## Extracts from a box-labeled dataset

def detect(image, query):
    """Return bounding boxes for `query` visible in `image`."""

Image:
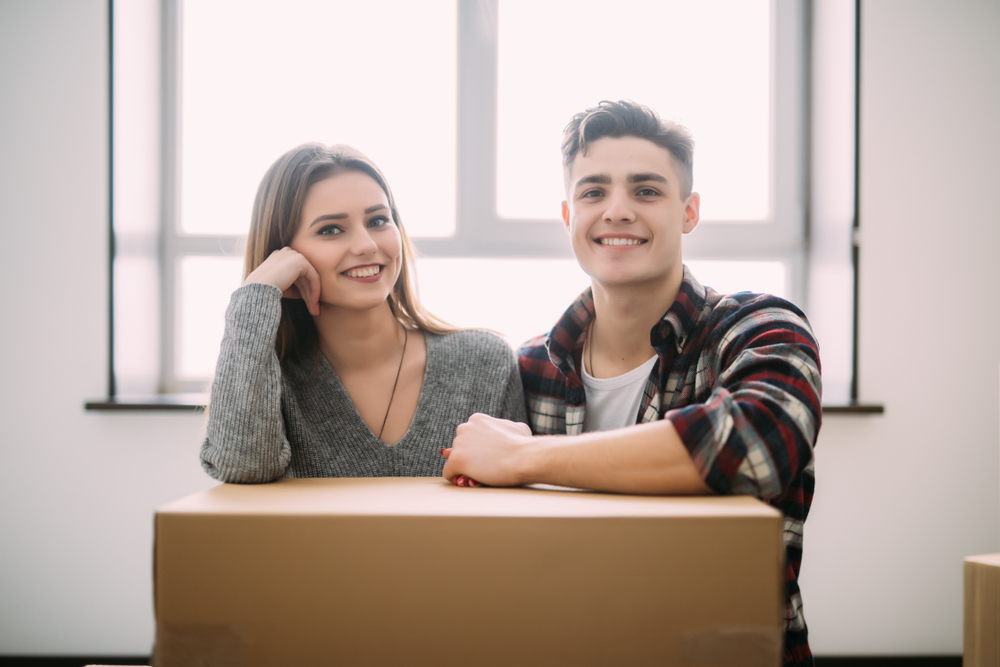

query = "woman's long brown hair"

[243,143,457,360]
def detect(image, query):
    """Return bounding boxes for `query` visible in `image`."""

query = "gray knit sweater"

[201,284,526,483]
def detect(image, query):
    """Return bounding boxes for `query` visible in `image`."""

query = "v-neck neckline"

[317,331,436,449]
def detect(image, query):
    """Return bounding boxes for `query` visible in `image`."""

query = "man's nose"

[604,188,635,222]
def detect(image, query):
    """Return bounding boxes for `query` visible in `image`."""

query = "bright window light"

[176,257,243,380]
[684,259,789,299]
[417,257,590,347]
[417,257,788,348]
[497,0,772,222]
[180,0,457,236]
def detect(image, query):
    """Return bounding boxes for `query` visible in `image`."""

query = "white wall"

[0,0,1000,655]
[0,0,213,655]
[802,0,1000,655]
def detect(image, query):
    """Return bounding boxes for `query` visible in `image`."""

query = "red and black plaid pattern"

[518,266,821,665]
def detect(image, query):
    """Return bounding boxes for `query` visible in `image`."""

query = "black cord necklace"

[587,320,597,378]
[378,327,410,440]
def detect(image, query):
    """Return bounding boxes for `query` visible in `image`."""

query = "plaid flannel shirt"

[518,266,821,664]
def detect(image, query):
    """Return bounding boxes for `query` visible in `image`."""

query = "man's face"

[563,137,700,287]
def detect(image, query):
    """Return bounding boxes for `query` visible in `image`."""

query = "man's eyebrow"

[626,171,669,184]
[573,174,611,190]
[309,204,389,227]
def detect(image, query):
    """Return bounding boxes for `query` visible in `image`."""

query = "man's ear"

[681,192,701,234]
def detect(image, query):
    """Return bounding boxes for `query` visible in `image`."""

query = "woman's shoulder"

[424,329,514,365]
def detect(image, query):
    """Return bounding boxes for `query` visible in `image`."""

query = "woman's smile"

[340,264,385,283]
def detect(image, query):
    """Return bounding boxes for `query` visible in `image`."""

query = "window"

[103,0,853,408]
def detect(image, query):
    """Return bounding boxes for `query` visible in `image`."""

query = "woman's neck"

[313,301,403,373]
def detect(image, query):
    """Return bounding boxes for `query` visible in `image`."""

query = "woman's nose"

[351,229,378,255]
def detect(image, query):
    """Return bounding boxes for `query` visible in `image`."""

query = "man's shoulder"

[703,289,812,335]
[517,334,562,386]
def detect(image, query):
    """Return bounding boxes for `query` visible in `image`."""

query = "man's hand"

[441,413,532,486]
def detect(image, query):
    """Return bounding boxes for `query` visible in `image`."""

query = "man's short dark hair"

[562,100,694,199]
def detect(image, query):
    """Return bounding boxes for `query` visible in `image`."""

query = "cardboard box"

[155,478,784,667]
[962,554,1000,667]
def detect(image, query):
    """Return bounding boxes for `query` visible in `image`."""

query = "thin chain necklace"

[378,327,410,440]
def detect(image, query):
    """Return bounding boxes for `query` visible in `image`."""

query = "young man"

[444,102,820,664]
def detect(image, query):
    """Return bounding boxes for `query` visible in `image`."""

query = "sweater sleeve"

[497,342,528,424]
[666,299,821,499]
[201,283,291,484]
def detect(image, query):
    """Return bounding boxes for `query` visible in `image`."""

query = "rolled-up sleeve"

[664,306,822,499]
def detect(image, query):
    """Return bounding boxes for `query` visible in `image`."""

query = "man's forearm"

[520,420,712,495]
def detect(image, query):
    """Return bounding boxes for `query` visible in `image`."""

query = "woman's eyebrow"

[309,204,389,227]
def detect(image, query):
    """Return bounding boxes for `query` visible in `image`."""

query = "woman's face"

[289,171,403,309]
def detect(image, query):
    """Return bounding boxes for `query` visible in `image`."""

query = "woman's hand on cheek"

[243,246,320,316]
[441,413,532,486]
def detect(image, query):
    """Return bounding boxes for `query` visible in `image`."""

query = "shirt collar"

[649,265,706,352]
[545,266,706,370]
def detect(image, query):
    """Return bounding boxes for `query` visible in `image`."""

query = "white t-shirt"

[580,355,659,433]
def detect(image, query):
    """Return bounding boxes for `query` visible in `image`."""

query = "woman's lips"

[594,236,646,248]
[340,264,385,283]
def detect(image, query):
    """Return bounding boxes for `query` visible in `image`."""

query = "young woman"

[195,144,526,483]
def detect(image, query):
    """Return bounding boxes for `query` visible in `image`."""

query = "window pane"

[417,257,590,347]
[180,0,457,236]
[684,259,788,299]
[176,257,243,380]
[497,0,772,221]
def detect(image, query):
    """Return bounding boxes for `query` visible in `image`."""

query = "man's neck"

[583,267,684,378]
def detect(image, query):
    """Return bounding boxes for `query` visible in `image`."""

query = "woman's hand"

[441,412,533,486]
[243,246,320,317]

## Work to do
Please recast the listing above as a JSON list of strings, one string per line and no blank lines, running from the start of the listing up to and including the line with "[604,188,635,222]". Leave the pictures out of your answer.

## Task result
[
  "def detect(image, query):",
  "    \"\"\"Return bounding boxes for `query` visible in `image`.\"\"\"",
  "Image:",
  "query = \"woman's long brown hair\"",
  "[243,143,457,360]",
  "def detect(image, query):",
  "    \"\"\"Return bounding boxes for `query` visible in `image`.\"\"\"",
  "query = \"gray knit sweater\"",
  "[201,284,526,483]",
  "def detect(image, query):",
  "    \"\"\"Return bounding boxes for `query` visible in `image`.\"\"\"",
  "query = \"v-neck neckline\"",
  "[317,331,436,449]",
  "def detect(image, query):",
  "    \"\"\"Return bounding boxes for `query` visible in `image`.\"\"\"",
  "query = \"man's nose\"",
  "[604,188,635,222]"
]